SELECTED TEXT:
--------------------------------

As understood from the equation (1), once the lengths h1, h2 and d1 are fixed, it is possible to calculate the length d2 of an area which is the portion of the upper surface 61 of the second substrate 6 exposed on the upper side X2 from the first substrate 5 and where the first substrate 5 creates a shadow by blocking the light emitted from the semiconductor light-emitting element 2. By designing the shape of the optical member 7 based on the calculated length d2, it is possible to arrange the adhesive 8 in the shadow area. The same applies to a portion of the light-emitting device 1 on the second side Y2 when viewed in a cross section. The same applies to cross sections of the light-emitting device 1 parallel to the up-and-down direction X, other than the cross section shown in FIGS. 2 and 3.

A width of the adhesive 8 when viewed in a cross section is preferably not less than 1 mm. In this case, adhesion between the optical member 7 and the second substrate 6 is improved and productivity is enhanced. Thus, the lengths h1, h2 and d1 are preferably designed so that the length d2 is not less than 1 mm, and the width of the adhesive 8 is not less than 1 mm. In addition, a width of the bottom surface 71 of the optical member 7 when viewed in a cross section is also preferably not less than 1 mm.

The adhesive 8 may be arranged entirely outside the region R on the upper surface 61 of the second substrate 6. Also in this case, it is possible to suppress degradation of the adhesive 8 as compared to when, e.g., the optical member 7 is directly attached to the semiconductor light-emitting element 2 or the first substrate 5 since the adhesive 8 is arranged at a position optically far from the semiconductor light-emitting element 2. In addition, in the light-emitting device 1 including the optical member 7, the shadow region on the upper surface 61 of the second substrate 6 may be wider than the region R. This is because light is refracted by the inclinations of the recess side surface 722 and the side surface 73, as described below.

--------------------------------

OBJECTIVES:
A. Please write out the light-emitting device passage word for word, starting at "As understood from" and ending at "FIGS. 2 and 3.".
B. Write what comes next in the light-emitting device passage, picking up after its last sentence.

INFORMATION PROVIDED:

--------------------------------

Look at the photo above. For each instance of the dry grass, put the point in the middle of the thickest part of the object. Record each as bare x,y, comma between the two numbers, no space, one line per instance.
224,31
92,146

--------------------------------

RESPONSES FOR EACH TASK:
A.
As understood from the equation (1), once the lengths h1, h2 and d1 are fixed, it is possible to calculate the length d2 of an area which is the portion of the upper surface 61 of the second substrate 6 exposed on the upper side X2 from the first substrate 5 and where the first substrate 5 creates a shadow by blocking the light emitted from the semiconductor light-emitting element 2. By designing the shape of the optical member 7 based on the calculated length d2, it is possible to arrange the adhesive 8 in the shadow area. The same applies to a portion of the light-emitting device 1 on the second side Y2 when viewed in a cross section. The same applies to cross sections of the light-emitting device 1 parallel to the up-and-down direction X, other than the cross section shown in FIGS. 2 and 3.

B.
Functions of the inclination of the recess side surface 722 and the inclination of the side surface 73

Next, an example of the function of having the inclination of the recess side surface 722 and the inclination of the side surface 73 as described above will be described.

FIG. 2 schematically shows an example of a path of light L1 which is emitted diagonally downward from the semiconductor light-emitting element 2. By the inclination of the recess side surface 722, the light L1 is refracted to be closer to the orthogonal direction Y at the time of entering the optical member 7 from the recess side surface 722. This suppresses an occurrence in which the light L1, which enters the optical member 7 from the recess side surface 722, heads to the adhesive 8. To obtain this effect further effectively, an inclination angle of the recess side surface 722 relative to the up-and-down direction X is preferably, e.g., not less than 5°.

Then, the light L1 is refracted diagonally upward at the time of exiting from the side surface 73 to the outside of the optical member 7. That is, the light L1 changes the direction so as to be away from the adhesive 8 due to refraction at the time of entering the optical member 7 from the recess side surface 722 and refraction at the time of exiting from the side surface 73 to the outside of the optical member 7. This suppresses an occurrence in which the light L1, which is emitted obliquely downward from the semiconductor light emitting element 2, reaches the adhesive 8.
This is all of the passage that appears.